DIRECTIONS FOR THIS TASK =
Starting at the row that contains "Spot each boulder in the picture above." and continuing through the last of the rows below, write out only those rows again, labeling requests included. Raise every bounding box coordinate by 6.
## Begin EXERCISE DATA
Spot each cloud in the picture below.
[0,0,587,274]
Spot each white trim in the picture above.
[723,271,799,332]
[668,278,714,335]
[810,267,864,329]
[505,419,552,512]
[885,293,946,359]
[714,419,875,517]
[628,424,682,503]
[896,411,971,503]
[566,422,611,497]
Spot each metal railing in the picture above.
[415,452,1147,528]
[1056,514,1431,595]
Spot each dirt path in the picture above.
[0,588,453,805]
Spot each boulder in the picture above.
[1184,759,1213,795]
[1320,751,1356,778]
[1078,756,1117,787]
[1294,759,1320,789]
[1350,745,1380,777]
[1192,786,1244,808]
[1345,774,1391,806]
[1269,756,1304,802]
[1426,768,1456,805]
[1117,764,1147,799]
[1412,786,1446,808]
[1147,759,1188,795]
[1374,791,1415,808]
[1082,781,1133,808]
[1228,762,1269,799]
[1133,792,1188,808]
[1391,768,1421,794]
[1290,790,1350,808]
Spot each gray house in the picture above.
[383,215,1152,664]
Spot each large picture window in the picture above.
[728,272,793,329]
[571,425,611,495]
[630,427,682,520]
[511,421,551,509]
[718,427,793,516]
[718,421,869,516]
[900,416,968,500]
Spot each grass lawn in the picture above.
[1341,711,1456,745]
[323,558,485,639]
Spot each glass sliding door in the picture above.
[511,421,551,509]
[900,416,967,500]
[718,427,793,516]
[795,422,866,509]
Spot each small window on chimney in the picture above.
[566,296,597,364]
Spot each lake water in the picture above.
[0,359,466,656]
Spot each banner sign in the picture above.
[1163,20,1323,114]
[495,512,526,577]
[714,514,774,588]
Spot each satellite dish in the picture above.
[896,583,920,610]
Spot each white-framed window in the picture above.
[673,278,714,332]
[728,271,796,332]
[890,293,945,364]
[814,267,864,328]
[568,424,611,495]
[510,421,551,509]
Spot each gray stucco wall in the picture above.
## End EXERCISE DATA
EXERCISE OUTPUT =
Spot each boulder in the picture above.
[1190,765,1219,801]
[1326,757,1362,784]
[1084,762,1123,793]
[1300,765,1326,795]
[1356,751,1386,783]
[1198,792,1250,814]
[1351,780,1397,812]
[1275,762,1310,808]
[1432,774,1462,811]
[1123,770,1153,805]
[1418,792,1452,814]
[1153,765,1194,801]
[1380,797,1421,814]
[1088,787,1139,814]
[1234,768,1275,805]
[1139,798,1194,814]
[1397,774,1427,800]
[1296,796,1356,814]
Spot each gray house in the picture above.
[389,221,1158,670]
Spot each large picture window in the picture above.
[734,278,799,335]
[577,431,617,501]
[636,433,688,526]
[517,427,557,515]
[724,433,799,522]
[724,427,875,522]
[906,422,974,506]
Spot each grass lawn in the picture above.
[1347,717,1462,751]
[329,564,491,645]
Spot each glass sliding door in the picture above.
[517,427,557,515]
[906,422,973,506]
[724,433,799,522]
[801,428,872,515]
Spot each small window on chimney in the picture above.
[572,302,603,370]
Spot each lake water in the picture above.
[6,365,472,662]
Spot each banner sign in the picture above.
[1169,26,1329,120]
[501,518,532,583]
[720,520,780,594]
Spot each satellite dish in the picture above.
[902,589,926,616]
Spot each white-framed window in the picture above.
[679,284,720,338]
[734,277,802,338]
[896,299,951,370]
[820,273,870,334]
[574,430,617,501]
[516,427,557,515]
Spot each gray stucco wall in the picture above.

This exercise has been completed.